**Task directions**
Sift through the entries below and copy out every line in which the word "positive" occurs, leaving each line unchanged.

**Data to examine**
►

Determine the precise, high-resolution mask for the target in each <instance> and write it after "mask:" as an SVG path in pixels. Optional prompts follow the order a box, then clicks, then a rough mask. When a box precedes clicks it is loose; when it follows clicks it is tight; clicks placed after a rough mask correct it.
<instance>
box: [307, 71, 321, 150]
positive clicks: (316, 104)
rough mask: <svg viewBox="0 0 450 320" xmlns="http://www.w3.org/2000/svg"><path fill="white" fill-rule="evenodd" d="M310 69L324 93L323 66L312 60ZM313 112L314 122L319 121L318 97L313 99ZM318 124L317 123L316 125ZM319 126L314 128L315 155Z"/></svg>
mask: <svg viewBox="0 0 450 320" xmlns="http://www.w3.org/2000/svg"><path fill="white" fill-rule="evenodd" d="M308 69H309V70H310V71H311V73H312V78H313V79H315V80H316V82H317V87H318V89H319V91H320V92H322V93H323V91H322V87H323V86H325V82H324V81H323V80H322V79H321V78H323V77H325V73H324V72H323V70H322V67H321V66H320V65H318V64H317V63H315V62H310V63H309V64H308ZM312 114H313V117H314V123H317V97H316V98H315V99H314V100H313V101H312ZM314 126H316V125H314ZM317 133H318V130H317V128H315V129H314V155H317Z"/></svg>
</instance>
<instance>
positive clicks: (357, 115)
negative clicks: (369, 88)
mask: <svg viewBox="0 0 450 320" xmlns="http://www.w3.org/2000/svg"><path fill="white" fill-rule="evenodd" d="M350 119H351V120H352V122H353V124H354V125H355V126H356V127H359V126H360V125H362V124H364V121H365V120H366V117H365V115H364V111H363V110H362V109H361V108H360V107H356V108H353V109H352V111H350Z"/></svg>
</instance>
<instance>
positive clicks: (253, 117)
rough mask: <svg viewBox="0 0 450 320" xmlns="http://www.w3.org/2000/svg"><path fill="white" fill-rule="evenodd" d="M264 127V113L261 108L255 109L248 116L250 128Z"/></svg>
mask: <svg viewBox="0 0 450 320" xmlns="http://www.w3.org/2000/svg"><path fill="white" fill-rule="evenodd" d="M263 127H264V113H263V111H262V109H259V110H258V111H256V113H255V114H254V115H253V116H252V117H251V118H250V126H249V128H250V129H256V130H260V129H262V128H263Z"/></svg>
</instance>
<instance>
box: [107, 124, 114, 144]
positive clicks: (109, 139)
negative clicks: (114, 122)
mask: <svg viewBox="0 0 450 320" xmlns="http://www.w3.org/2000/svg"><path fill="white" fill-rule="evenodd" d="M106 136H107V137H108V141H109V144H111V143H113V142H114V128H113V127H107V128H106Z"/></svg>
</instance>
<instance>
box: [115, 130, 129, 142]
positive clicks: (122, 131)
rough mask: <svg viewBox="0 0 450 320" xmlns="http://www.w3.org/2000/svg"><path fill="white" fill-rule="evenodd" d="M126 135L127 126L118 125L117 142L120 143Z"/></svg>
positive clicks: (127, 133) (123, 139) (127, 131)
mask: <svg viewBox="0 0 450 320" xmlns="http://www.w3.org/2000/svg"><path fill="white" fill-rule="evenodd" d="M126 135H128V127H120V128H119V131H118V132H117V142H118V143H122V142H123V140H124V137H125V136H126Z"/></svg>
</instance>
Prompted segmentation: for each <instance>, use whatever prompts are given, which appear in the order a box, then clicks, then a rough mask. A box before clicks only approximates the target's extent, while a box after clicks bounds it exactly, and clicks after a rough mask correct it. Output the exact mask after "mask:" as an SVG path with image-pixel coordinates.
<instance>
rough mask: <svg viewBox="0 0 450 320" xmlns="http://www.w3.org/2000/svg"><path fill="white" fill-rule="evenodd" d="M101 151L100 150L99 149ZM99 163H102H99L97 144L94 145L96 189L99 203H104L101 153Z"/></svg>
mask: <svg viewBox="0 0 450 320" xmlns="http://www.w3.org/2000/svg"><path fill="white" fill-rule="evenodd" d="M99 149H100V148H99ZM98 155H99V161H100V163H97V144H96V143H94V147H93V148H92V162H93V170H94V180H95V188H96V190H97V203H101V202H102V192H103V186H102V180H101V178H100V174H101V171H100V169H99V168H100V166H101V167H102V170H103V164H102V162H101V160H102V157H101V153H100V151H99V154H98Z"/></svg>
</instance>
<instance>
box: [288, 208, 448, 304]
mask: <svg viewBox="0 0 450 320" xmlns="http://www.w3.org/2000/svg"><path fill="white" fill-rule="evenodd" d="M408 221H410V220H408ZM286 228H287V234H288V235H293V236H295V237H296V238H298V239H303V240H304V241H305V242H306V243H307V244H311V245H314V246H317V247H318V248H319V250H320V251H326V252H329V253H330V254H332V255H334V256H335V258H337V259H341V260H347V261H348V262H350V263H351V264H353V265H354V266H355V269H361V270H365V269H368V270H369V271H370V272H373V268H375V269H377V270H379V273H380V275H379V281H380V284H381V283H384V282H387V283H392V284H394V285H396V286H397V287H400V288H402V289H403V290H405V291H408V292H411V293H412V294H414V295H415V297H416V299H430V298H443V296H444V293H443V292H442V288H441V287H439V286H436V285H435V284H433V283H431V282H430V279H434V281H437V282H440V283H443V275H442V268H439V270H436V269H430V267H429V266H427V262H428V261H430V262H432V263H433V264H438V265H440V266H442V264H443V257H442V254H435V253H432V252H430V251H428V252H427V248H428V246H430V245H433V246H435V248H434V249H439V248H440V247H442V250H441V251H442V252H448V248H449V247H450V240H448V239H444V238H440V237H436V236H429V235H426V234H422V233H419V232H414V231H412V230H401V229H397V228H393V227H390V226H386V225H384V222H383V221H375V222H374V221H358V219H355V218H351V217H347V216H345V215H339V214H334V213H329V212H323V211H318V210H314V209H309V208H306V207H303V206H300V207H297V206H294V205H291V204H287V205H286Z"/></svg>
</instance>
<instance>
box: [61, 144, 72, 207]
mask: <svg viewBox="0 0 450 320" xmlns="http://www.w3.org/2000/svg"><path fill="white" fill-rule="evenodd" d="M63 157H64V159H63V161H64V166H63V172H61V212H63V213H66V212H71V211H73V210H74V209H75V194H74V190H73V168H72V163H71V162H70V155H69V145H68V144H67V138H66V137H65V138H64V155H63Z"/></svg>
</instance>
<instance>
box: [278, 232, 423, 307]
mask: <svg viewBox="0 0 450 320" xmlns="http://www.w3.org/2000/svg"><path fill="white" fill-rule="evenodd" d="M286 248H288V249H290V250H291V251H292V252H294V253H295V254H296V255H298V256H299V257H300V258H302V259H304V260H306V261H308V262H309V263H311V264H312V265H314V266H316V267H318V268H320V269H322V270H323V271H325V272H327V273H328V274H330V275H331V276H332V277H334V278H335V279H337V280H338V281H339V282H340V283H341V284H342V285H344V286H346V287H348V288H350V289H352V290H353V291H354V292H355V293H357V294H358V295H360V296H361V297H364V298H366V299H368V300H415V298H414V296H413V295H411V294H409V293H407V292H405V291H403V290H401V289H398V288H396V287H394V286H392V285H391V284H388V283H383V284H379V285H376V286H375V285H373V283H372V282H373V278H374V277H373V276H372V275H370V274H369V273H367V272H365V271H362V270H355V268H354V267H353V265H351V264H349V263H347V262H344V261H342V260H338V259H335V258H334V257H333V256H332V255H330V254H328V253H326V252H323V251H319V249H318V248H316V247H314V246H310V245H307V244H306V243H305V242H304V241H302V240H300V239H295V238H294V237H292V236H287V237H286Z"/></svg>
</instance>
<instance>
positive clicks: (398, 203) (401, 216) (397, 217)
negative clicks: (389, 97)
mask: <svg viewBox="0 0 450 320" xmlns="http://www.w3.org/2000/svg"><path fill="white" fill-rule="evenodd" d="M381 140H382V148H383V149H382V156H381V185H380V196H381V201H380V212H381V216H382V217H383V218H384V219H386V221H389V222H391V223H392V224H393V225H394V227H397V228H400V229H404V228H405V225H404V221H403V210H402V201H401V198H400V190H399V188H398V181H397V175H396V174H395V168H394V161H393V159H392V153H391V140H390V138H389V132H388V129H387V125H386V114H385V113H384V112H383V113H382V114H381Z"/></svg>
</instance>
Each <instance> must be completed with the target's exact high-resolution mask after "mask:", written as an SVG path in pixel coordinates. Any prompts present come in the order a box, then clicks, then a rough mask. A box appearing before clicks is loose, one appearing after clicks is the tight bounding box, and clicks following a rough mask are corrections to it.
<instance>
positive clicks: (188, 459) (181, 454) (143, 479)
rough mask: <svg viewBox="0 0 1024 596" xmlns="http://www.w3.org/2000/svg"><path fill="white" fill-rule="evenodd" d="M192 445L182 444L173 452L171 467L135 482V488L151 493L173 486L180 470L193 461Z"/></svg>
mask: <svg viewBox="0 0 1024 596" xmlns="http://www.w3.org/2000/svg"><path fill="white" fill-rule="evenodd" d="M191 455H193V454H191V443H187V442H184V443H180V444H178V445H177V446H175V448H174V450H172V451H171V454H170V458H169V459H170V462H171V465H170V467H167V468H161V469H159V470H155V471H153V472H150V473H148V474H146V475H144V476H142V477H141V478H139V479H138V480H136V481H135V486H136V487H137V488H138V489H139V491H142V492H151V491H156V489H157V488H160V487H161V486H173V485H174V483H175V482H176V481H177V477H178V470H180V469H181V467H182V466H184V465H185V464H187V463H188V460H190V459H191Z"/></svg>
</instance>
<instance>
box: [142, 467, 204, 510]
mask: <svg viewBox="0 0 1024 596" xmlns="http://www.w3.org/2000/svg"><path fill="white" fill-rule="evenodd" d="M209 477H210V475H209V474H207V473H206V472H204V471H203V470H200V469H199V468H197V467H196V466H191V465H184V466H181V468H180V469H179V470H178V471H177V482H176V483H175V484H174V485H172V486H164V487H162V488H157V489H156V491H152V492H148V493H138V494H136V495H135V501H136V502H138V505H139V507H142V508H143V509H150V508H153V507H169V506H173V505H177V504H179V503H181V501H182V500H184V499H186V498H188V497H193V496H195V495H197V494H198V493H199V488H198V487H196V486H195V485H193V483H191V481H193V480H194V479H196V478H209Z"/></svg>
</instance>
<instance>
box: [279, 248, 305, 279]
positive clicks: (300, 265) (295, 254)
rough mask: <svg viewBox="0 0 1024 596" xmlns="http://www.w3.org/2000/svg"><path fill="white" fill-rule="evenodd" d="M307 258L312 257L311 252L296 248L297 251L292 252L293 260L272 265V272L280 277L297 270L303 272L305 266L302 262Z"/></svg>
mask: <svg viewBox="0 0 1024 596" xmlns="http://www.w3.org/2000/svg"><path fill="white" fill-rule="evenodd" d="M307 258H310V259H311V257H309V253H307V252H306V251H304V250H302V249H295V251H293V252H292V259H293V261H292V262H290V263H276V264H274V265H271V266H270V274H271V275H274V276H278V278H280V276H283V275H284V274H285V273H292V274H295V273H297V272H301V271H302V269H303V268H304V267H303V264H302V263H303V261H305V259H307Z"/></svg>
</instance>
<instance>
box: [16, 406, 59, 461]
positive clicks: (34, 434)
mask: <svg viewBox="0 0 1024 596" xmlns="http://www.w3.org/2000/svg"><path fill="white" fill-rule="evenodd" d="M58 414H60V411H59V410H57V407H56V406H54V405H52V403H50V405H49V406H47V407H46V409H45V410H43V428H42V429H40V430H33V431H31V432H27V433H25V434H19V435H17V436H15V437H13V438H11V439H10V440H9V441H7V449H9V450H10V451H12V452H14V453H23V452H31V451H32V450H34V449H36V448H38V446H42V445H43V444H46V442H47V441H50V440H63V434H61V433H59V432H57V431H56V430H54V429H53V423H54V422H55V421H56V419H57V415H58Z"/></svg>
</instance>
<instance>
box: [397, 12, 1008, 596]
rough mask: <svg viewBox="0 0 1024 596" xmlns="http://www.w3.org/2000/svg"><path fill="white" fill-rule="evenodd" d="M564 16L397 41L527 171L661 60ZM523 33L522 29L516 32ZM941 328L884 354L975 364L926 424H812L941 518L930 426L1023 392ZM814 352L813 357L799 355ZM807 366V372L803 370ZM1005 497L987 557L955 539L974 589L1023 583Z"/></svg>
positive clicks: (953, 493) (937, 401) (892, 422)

◄

**Response to the exercise**
positive clicks: (316, 104)
positive clicks: (357, 115)
positive clicks: (253, 117)
positive clicks: (109, 139)
positive clicks: (122, 131)
positive clicks: (127, 133) (123, 139) (127, 131)
positive clicks: (398, 203) (401, 216) (397, 217)
positive clicks: (188, 459) (181, 454) (143, 479)
positive clicks: (300, 265) (295, 254)
positive clicks: (34, 434)
positive clicks: (953, 493) (937, 401) (892, 422)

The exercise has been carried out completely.